_EXERCISE GOAL_
Locate every line in the rows below that contains the word "roof", and copy each such line in full.

-- start TASK DATA --

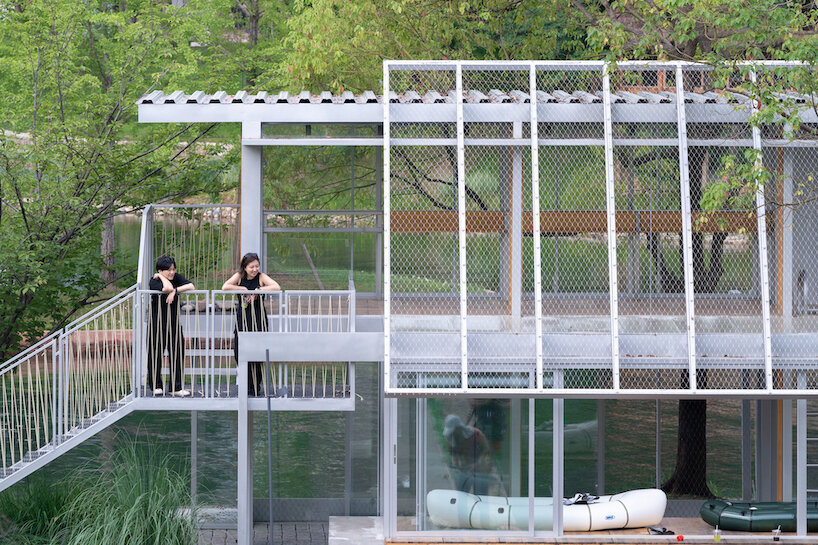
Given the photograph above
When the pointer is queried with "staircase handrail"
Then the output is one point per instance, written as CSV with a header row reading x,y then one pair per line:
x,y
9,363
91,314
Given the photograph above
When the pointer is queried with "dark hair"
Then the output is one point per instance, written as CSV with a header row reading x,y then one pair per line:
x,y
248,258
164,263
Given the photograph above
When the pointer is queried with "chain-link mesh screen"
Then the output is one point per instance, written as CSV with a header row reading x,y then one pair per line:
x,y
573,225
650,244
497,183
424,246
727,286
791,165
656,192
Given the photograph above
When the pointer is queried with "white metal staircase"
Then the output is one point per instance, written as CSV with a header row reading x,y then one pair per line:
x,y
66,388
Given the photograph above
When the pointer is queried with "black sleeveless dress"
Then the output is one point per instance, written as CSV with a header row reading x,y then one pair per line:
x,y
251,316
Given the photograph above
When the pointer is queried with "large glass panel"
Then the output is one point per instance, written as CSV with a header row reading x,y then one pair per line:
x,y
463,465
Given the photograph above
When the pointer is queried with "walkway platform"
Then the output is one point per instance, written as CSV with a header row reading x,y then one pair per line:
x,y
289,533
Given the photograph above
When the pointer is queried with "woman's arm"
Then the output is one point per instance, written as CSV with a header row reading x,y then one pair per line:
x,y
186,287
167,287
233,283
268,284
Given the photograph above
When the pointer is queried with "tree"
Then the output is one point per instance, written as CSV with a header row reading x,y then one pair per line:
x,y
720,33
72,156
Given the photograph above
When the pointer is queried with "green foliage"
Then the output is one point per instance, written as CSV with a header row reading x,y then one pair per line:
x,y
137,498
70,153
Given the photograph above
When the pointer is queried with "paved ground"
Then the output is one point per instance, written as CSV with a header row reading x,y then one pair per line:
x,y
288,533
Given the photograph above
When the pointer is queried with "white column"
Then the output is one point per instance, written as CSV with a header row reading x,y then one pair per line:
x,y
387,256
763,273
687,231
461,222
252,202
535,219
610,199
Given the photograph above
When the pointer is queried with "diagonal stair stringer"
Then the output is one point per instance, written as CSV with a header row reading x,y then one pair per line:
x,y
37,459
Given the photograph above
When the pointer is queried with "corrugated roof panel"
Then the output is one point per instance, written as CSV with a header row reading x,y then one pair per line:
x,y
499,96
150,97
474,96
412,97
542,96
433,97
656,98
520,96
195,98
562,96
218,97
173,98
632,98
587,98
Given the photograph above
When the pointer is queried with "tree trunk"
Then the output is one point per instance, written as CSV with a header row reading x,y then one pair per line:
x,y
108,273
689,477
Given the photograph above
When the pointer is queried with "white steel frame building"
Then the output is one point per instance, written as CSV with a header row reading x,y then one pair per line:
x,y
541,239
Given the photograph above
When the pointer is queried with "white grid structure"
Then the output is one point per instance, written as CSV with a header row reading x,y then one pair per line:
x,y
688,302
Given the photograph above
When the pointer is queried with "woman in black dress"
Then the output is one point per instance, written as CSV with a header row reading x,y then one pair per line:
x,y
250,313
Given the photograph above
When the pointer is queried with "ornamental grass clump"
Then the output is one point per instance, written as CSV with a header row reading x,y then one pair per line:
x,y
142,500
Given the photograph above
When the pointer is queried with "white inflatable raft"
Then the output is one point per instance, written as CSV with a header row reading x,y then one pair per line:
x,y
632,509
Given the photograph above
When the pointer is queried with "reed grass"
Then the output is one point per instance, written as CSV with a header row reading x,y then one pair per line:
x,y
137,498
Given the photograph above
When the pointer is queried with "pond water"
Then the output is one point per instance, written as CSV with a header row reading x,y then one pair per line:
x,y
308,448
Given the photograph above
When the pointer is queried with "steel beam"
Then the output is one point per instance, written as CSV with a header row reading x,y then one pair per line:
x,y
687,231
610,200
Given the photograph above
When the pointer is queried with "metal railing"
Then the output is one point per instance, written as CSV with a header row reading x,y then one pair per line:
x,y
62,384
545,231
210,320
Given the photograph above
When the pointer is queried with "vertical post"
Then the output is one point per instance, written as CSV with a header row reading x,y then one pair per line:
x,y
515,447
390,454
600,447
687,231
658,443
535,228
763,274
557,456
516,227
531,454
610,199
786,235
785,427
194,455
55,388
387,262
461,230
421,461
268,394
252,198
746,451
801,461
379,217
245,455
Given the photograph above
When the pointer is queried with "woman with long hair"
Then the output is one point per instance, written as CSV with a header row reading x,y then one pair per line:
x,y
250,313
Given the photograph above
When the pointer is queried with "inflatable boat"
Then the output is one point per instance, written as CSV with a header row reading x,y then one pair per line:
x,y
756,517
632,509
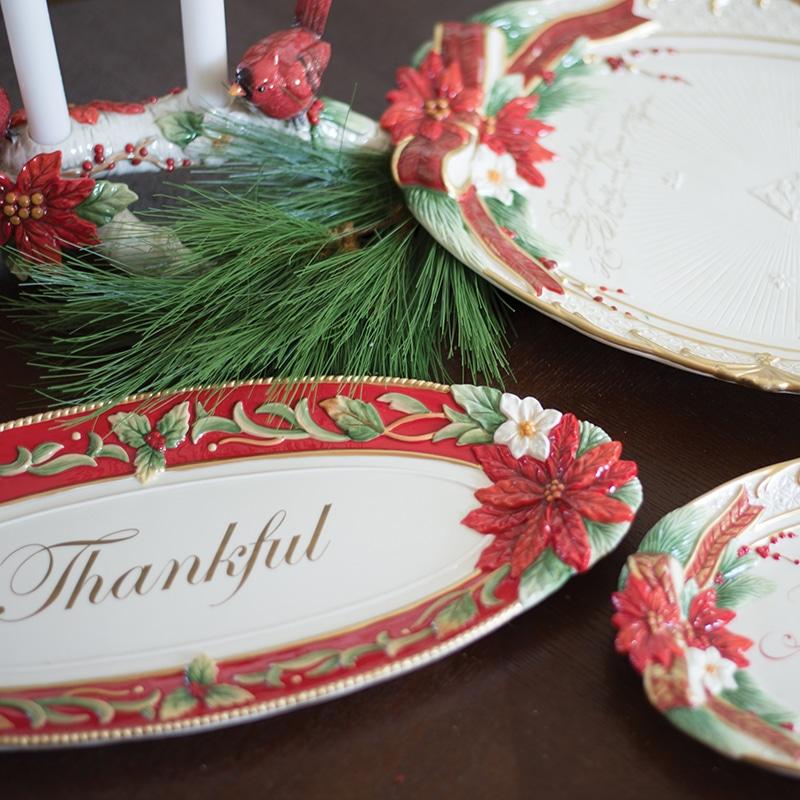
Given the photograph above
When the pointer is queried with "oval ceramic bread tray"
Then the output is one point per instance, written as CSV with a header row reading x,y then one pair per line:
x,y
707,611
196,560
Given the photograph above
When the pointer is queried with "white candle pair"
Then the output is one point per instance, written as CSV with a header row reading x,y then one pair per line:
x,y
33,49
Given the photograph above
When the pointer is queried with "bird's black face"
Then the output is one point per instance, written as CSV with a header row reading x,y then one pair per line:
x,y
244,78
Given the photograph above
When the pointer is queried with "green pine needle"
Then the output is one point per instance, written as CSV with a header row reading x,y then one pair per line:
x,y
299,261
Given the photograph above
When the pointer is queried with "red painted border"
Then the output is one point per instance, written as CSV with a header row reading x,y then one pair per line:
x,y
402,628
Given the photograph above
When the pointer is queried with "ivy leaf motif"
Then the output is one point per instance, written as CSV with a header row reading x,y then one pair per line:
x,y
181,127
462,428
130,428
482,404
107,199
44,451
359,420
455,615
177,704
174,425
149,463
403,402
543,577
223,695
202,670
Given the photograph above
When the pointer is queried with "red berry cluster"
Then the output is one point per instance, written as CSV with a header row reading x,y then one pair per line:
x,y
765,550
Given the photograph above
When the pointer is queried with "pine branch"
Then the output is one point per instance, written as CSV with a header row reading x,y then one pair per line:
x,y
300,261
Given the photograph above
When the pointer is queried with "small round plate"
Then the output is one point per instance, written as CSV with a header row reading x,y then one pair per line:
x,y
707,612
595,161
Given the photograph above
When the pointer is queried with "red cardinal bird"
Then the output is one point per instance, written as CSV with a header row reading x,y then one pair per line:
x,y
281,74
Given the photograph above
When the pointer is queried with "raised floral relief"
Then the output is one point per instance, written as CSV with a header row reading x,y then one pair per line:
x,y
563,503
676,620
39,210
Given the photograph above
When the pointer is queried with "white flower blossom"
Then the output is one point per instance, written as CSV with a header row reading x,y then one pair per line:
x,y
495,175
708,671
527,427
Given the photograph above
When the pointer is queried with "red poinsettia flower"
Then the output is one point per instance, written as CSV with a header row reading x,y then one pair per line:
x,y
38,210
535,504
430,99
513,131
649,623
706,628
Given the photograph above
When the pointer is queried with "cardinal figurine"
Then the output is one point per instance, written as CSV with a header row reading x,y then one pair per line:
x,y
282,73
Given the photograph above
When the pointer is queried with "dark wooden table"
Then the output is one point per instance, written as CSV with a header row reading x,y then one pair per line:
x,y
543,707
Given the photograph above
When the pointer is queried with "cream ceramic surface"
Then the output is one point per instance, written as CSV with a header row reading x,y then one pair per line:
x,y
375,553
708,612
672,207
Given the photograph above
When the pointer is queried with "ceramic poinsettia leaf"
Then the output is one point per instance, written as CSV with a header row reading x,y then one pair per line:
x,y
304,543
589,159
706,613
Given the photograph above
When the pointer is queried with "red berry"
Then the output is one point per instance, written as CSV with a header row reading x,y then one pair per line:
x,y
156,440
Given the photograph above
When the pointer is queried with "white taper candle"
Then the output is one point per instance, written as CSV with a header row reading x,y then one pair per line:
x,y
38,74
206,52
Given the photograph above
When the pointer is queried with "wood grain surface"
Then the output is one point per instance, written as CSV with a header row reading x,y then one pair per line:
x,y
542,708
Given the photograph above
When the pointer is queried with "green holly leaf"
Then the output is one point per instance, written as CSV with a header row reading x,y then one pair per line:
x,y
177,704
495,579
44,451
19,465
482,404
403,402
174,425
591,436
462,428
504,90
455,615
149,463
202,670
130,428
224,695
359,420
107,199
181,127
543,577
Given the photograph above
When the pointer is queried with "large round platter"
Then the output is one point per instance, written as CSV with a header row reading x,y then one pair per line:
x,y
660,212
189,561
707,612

-- end TASK DATA --
-- start TASK DATA --

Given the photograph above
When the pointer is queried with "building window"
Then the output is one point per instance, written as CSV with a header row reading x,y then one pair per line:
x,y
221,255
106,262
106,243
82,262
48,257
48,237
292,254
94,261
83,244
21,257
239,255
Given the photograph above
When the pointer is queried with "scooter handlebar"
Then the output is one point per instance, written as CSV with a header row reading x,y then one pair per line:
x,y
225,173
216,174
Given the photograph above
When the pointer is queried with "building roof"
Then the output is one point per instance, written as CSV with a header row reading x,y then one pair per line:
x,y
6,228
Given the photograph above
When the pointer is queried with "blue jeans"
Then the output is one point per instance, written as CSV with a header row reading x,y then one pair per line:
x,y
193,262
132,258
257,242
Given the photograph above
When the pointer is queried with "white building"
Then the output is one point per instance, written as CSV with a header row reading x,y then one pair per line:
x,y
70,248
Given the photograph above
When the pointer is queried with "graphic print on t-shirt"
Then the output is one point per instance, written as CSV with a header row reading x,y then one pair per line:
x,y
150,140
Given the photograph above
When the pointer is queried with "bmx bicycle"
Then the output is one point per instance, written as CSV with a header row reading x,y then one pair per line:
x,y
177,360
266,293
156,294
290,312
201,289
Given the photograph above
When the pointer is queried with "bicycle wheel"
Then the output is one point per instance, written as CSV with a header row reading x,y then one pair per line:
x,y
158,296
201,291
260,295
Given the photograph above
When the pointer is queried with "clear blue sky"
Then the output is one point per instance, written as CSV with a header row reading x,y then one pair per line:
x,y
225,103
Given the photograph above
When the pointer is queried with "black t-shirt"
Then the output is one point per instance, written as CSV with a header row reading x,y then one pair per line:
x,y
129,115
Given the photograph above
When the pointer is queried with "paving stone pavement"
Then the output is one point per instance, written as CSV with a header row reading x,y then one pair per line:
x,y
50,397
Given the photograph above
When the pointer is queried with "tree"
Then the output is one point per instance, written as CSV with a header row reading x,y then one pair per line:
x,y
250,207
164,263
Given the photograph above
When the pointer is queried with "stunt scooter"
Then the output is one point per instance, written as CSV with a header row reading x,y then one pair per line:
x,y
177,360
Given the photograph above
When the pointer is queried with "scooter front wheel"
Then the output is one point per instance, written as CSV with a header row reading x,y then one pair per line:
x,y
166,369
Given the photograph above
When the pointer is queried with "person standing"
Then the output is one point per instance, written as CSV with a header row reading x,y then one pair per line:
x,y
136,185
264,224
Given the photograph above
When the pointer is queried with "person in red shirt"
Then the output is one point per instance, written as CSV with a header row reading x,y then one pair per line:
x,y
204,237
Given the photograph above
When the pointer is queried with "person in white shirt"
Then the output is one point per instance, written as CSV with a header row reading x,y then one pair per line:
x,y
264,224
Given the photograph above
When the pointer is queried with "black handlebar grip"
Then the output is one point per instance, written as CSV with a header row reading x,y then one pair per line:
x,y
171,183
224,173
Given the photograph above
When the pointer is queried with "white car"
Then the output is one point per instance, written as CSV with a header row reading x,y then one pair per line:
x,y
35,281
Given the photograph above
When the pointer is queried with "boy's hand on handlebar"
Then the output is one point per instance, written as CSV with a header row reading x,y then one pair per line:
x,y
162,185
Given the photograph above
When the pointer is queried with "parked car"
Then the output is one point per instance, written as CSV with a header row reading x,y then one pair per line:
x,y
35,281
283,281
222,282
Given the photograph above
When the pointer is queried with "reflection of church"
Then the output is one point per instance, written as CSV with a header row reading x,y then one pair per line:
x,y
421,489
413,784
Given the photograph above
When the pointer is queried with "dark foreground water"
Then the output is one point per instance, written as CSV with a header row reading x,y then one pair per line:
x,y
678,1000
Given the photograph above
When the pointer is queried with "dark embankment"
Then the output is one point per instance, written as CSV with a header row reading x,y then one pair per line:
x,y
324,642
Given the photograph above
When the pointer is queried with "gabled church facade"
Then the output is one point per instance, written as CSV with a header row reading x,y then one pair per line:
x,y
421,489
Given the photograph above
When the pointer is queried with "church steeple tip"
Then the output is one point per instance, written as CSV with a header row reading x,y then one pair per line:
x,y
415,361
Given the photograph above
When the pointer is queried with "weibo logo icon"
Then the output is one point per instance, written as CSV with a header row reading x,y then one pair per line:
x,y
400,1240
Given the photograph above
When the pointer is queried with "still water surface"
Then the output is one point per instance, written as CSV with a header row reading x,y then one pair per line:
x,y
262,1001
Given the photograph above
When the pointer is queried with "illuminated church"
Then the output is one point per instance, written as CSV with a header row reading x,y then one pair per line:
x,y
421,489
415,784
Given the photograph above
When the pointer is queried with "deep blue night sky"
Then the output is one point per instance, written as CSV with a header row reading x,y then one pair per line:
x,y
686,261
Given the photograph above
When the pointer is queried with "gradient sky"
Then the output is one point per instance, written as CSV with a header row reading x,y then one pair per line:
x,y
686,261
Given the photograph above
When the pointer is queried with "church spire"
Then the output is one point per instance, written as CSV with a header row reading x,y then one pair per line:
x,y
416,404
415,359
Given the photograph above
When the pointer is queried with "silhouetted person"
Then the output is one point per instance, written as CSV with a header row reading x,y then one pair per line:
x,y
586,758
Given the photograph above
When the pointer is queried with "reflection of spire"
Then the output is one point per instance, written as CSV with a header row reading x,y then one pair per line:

-- end TASK DATA --

_EXERCISE RESULT_
When the pointer is queried with "corrugated roof panel"
When the pointer is queried with "building roof"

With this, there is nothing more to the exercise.